=== Objetivos ===
1. Según el fragmento sobre Cipe Linkovsky, ¿con qué monólogo triunfó la actriz en España?
2. Repita textualmente el pasaje del fragmento sobre Cipe Linkovsky que comienza en "Hace ahora dos" y termina en "verla desde entonces.".

=== Fragmento de lectura ===
Hace ahora dos años, en Buenos Aires, le propuse a un amigo, el diplomático Manuel Durán, visitar juntos a Cipe Linkovsky. Cipe era y es la gran actriz argentina brechtiana por excelencia, universalmente aclamada entre los setenta y los noventa del pasado siglo. Decir que la conocí en 1976, en el teatro Alfil, es pretencioso por mi parte, ya que apenas la traté desde mi muy modesta posición de trabajador temporal en ese teatro, donde me limitaba a limpiar los camerinos. Ella estaba exiliada y actuaba con un monólogo titulado ‘Yo quiero decir algo’ con el que triunfó en España. No había vuelto a verla desde entonces.

=== Material proporcionado ===
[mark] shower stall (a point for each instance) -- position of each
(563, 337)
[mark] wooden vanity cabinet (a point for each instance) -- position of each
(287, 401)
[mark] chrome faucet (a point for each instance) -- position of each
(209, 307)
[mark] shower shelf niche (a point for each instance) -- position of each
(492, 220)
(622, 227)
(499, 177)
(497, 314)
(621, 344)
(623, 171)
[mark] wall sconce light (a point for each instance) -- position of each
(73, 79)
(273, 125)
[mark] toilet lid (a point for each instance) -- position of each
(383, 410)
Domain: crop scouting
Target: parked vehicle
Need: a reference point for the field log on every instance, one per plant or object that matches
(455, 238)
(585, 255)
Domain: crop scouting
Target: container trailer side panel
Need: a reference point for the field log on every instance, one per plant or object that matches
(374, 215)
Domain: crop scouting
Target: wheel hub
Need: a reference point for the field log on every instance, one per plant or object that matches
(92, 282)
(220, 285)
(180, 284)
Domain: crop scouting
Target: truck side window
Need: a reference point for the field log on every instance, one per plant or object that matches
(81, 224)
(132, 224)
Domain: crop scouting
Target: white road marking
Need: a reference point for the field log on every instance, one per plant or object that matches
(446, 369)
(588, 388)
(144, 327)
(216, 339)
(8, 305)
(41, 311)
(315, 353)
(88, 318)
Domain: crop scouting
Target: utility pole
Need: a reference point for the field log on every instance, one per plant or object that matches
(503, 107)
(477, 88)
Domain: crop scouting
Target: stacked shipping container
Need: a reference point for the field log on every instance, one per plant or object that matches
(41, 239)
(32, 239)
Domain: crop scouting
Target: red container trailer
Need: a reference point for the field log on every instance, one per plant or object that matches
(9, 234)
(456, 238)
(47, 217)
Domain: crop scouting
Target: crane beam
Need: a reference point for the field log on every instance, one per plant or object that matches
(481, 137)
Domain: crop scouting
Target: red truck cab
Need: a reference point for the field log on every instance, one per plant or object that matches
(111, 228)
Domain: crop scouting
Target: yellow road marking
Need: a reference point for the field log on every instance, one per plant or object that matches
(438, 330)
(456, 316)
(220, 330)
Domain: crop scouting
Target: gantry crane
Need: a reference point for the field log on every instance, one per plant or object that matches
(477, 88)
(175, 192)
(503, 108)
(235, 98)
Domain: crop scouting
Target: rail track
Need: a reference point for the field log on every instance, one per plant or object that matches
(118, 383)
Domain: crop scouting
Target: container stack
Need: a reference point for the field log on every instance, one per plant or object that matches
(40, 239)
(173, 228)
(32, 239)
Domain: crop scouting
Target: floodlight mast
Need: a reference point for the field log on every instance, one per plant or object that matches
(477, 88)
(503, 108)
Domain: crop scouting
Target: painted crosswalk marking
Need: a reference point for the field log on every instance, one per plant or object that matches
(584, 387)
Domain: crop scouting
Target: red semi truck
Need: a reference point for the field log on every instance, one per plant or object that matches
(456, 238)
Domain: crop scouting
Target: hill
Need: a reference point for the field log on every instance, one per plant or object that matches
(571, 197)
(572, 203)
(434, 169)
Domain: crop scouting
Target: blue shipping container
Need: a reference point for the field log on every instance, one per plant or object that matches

=== Soluciones por tarea ===
1. Con ‘Yo quiero decir algo’.

2.
Hace ahora dos años, en Buenos Aires, le propuse a un amigo, el diplomático Manuel Durán, visitar juntos a Cipe Linkovsky. Cipe era y es la gran actriz argentina brechtiana por excelencia, universalmente aclamada entre los setenta y los noventa del pasado siglo. Decir que la conocí en 1976, en el teatro Alfil, es pretencioso por mi parte, ya que apenas la traté desde mi muy modesta posición de trabajador temporal en ese teatro, donde me limitaba a limpiar los camerinos. Ella estaba exiliada y actuaba con un monólogo titulado ‘Yo quiero decir algo’ con el que triunfó en España. No había vuelto a verla desde entonces.